**Work instruction**. Would you return every entry below without a single difference?

(Saved entries)
==*==

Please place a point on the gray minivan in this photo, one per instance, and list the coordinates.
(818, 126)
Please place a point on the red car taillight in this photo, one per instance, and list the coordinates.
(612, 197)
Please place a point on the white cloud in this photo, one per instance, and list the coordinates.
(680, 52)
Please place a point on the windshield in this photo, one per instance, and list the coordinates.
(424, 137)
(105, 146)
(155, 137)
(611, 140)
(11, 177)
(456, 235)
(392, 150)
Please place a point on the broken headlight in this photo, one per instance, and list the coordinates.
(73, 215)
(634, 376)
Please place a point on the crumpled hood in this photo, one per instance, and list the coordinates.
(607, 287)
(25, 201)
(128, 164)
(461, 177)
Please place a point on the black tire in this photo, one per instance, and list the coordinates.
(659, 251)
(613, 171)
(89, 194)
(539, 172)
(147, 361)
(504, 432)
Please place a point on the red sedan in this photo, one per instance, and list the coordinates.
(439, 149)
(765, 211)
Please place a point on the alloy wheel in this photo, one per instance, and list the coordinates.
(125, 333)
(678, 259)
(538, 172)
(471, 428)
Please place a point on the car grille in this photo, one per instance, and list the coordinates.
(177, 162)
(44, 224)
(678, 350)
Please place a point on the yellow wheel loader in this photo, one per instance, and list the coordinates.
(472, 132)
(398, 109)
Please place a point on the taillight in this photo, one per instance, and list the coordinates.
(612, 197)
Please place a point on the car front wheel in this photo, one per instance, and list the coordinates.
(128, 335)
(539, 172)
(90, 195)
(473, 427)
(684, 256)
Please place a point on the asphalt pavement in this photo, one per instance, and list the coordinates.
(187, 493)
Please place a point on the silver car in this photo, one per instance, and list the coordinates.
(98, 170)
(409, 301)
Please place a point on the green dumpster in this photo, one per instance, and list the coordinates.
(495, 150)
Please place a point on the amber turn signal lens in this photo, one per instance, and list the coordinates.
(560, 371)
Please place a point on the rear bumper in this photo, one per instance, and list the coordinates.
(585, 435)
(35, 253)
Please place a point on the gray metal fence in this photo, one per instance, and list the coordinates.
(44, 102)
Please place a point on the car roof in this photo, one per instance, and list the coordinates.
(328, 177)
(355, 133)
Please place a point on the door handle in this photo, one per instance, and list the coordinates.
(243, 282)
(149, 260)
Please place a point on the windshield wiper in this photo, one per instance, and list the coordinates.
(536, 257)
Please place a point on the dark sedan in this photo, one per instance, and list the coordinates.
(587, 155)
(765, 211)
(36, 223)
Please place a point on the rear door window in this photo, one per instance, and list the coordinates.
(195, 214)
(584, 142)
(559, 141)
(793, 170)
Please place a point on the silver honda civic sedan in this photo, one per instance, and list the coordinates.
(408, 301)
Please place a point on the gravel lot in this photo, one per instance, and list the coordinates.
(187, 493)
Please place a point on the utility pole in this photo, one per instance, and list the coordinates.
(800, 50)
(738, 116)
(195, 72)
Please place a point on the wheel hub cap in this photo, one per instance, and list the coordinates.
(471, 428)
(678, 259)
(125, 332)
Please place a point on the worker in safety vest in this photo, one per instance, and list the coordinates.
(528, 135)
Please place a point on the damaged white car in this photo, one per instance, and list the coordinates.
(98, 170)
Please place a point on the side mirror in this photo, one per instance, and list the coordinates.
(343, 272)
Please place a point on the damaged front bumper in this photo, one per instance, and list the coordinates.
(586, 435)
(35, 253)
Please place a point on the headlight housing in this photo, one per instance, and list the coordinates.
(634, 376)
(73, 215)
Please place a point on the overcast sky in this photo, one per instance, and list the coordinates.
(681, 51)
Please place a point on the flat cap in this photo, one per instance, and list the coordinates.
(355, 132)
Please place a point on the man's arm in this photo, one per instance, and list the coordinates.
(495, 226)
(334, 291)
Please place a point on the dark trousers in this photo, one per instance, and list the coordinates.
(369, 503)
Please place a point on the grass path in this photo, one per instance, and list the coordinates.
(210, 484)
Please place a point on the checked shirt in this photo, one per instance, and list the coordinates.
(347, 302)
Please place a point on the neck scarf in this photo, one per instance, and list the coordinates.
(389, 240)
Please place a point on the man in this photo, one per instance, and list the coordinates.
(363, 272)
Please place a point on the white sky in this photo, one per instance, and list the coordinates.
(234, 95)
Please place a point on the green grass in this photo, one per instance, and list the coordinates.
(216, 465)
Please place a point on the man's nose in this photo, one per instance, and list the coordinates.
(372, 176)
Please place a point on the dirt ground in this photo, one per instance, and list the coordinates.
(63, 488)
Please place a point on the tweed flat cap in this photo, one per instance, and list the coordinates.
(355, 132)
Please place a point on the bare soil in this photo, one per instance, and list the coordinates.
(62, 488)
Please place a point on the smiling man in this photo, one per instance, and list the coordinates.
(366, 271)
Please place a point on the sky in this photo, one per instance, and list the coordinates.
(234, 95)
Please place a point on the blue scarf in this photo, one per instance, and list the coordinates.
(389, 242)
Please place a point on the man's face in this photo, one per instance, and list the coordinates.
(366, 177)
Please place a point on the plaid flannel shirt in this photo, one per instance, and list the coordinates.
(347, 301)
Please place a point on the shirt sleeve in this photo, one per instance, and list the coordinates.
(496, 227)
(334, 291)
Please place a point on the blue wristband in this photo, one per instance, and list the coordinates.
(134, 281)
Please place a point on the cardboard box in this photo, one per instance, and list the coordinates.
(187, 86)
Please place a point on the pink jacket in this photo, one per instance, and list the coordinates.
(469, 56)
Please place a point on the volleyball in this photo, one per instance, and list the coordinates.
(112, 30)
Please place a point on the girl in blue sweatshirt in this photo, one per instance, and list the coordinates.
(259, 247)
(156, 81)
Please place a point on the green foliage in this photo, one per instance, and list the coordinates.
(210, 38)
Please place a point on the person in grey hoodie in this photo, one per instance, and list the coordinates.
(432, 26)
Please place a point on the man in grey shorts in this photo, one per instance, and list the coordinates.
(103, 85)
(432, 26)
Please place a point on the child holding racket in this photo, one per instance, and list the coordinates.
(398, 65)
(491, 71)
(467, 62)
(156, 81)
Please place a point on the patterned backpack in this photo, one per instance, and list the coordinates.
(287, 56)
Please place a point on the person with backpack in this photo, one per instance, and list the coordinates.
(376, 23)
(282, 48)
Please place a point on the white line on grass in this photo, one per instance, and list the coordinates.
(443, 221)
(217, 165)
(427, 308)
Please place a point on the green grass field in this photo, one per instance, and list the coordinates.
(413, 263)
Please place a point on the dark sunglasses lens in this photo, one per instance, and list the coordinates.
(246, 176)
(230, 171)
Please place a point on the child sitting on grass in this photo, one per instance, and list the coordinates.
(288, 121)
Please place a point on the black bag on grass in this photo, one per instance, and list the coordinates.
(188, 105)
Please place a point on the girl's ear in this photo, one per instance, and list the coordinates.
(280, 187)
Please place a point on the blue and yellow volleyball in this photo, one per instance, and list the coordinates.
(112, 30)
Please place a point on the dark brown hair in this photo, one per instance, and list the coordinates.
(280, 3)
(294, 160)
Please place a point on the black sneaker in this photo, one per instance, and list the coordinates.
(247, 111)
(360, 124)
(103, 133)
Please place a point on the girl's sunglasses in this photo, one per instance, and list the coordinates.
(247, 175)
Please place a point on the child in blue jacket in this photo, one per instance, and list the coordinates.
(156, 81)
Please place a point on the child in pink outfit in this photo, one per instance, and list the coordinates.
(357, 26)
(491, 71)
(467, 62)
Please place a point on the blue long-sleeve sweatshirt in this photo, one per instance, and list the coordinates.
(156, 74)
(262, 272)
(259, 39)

==*==

**Written response**.
Please place a point on the gray minivan in this photo, one per instance, and list the coordinates.
(818, 126)
Please place a point on the red car taillight in this photo, one per instance, and list the coordinates.
(612, 197)
Please place a point on the white cloud in this photo, one per instance, and list the coordinates.
(680, 52)
Please place a point on the windshield in this photo, one per instance, and list the coordinates.
(424, 137)
(105, 146)
(155, 137)
(611, 140)
(11, 177)
(456, 235)
(392, 150)
Please place a point on the broken headlight in this photo, one per instance, and list the coordinates.
(73, 215)
(634, 376)
Please place a point on the crumpled hood in this photo, one per instance, and list the coordinates.
(607, 287)
(25, 201)
(128, 164)
(461, 177)
Please place a point on the black tire in this photo, one per instance, and list the coordinates.
(659, 251)
(613, 171)
(89, 194)
(539, 172)
(147, 361)
(504, 432)
Please place a point on the red sedan in this photo, one per instance, and list the coordinates.
(439, 149)
(765, 211)
Please place a point on the alloy wheel in this photo, one per instance, and list the coordinates.
(125, 333)
(678, 259)
(538, 172)
(471, 428)
Please place a point on the car grille in this photo, one per instance, and list the coordinates.
(177, 162)
(44, 224)
(678, 350)
Please place a point on the yellow wheel loader in this photo, one per instance, and list the coordinates.
(472, 132)
(398, 109)
Please place a point on the taillight in this photo, one per instance, and list the coordinates.
(612, 197)
Please place a point on the car front wheel in this photo, one per instance, and list the coordinates.
(128, 335)
(539, 172)
(90, 195)
(473, 427)
(684, 256)
Please place a point on the asphalt pavement in this photo, one per instance, and list the coordinates.
(187, 493)
Please place a point on the silver car in this photo, one per instance, and list the coordinates.
(98, 170)
(409, 301)
Please place a point on the green dumpster in this photo, one per instance, and list the coordinates.
(495, 150)
Please place a point on the amber turn signal lens in this photo, one per instance, and list the coordinates.
(560, 371)
Please place a point on the rear bumper in this photo, one per instance, and list the coordinates.
(585, 435)
(35, 253)
Please place a point on the gray metal fence in this photo, one per instance, and list the coordinates.
(44, 102)
Please place a point on the car roof in this photo, one per instance, and list the coordinates.
(328, 177)
(355, 133)
Please place a point on the door handle in this photo, one per instance, and list the coordinates.
(243, 282)
(149, 260)
Please place a point on the windshield wiper in this photo, one per instance, and list the coordinates.
(536, 257)
Please place a point on the dark sedan in this photo, one per instance, and list the coordinates.
(587, 155)
(765, 211)
(36, 223)
Please place a point on the rear door window in this photo, one per instance, and list the coordinates.
(195, 214)
(584, 142)
(559, 141)
(793, 170)
Please place a point on the silver honda civic sedan in this photo, one per instance, and list the coordinates.
(408, 301)
Please place a point on the gravel lot in this photo, one per instance, and list the coordinates.
(187, 493)
Please place a point on the utility pole in this photo, one per instance, and list the coordinates.
(800, 50)
(738, 116)
(195, 72)
Please place a point on the wheel hub cap in this photo, one per instance, and list the coordinates.
(471, 428)
(678, 259)
(125, 332)
Please place a point on the worker in safety vest in this photo, one per instance, and list the coordinates.
(528, 135)
Please place a point on the damaged white car in this photo, one per instance, and list the coordinates.
(98, 170)
Please place a point on the side mirror in this photo, one per instance, and list the coordinates.
(343, 272)
Please place a point on the damaged front bumper in this photo, one per instance, and list the coordinates.
(586, 435)
(35, 253)
Please place a point on the headlight housing in this photo, one per instance, and list the coordinates.
(634, 376)
(73, 215)
Please place a point on the overcast sky in this photo, one per instance, and list the coordinates.
(681, 51)
Please place a point on the flat cap in this photo, one per instance, and list the coordinates.
(355, 132)
Please place a point on the man's arm in this photo, one per instance, and list the coordinates.
(495, 226)
(334, 291)
Please place a point on the dark trousers in this photo, one per instance, and list the coordinates.
(369, 503)
Please place a point on the grass path in this photo, one per instance, and list the coordinates.
(210, 484)
Please place a point on the checked shirt in this photo, one per instance, and list the coordinates.
(347, 302)
Please place a point on the neck scarf in this photo, one per instance, and list the coordinates.
(389, 240)
Please place a point on the man in this photo, one per instance, and list the coordinates.
(363, 272)
Please place a point on the white sky in this photo, one per instance, and list the coordinates.
(234, 95)
Please place a point on the green grass in this photo, one per instance, and list the coordinates.
(216, 465)
Please place a point on the man's nose in this photo, one per instance, and list the coordinates.
(372, 176)
Please place a point on the dirt ground in this photo, one per instance, and list the coordinates.
(63, 488)
Please place a point on the tweed flat cap in this photo, one per instance, and list the coordinates.
(355, 132)
Please place a point on the bare soil in this photo, one per instance, and list the coordinates.
(62, 488)
Please place a point on the smiling man in this photo, one per instance, and list the coordinates.
(366, 271)
Please place a point on the sky in this photo, one per instance, and list the coordinates.
(234, 95)
Please place a point on the blue scarf in this photo, one per instance, and list the coordinates.
(389, 242)
Please place a point on the man's face in this photo, one per instance, and list the coordinates.
(366, 177)
Please place a point on the plaid flannel shirt in this photo, one per instance, and list the coordinates.
(347, 301)
Please place a point on the shirt sleeve in this photo, one per instance, and list the coordinates.
(496, 227)
(334, 291)
Please place a point on the blue wristband in this photo, one per instance, and list the coordinates.
(134, 281)
Please place a point on the cardboard box in this photo, one per instance, and list the coordinates.
(187, 86)
Please place a point on the pink jacket in this photo, one per instance, and list the coordinates.
(469, 56)
Please place a point on the volleyball in this photo, one per instance, and list the coordinates.
(112, 30)
Please place a point on the girl in blue sweatshirt in this photo, one per instance, and list the coordinates.
(259, 247)
(156, 81)
Please place a point on the green foliage in this photo, one per instance, and list the coordinates.
(210, 38)
Please place a point on the person in grey hoodie in this photo, one per instance, and list the coordinates.
(432, 26)
Please place a point on the man in grey shorts in this photo, one per instance, and list the coordinates.
(103, 85)
(432, 26)
Please place a point on the child holding racket in this photo, one per instance, and list the coordinates.
(398, 65)
(491, 71)
(467, 62)
(156, 81)
Please place a point on the patterned backpack in this photo, one per instance, and list the coordinates.
(287, 56)
Please place a point on the person with backpack in this photo, one per instance, and list the coordinates.
(376, 23)
(282, 48)
Please place a point on the white line on grass in this photo, one per instance, and list the coordinates.
(443, 221)
(217, 165)
(427, 308)
Please place a point on the green grass field in this photo, one per instance, and list the coordinates.
(413, 263)
Please place a point on the dark sunglasses lens in this photo, one per instance, and list the coordinates.
(246, 176)
(230, 171)
Please place a point on the child sitting on grass in this photo, one per instance, and list the coordinates.
(288, 121)
Please place a point on the black bag on grass in this photo, one per instance, and list the coordinates.
(188, 105)
Please place a point on the girl's ear in this photo, one per instance, and list the coordinates.
(280, 187)
Please place a point on the blue and yellow volleyball in this photo, one per instance, and list the coordinates.
(112, 30)
Please place a point on the dark brown hair in this photo, one per instance, and list the coordinates.
(280, 3)
(294, 160)
Please place a point on the black sneaker in this photo, one per instance, and list the coordinates.
(247, 111)
(360, 124)
(103, 133)
Please place a point on the girl's sunglasses in this photo, one per instance, and list the coordinates.
(247, 175)
Please place a point on the child in blue jacket in this photo, one per instance, and list the coordinates.
(156, 81)
Please place a point on the child in pink outfit in this photo, one per instance, and list the coordinates.
(357, 26)
(491, 71)
(467, 62)
Please place a point on the blue long-sleeve sweatshirt in this photo, one per instance, and list the coordinates.
(156, 74)
(262, 272)
(259, 39)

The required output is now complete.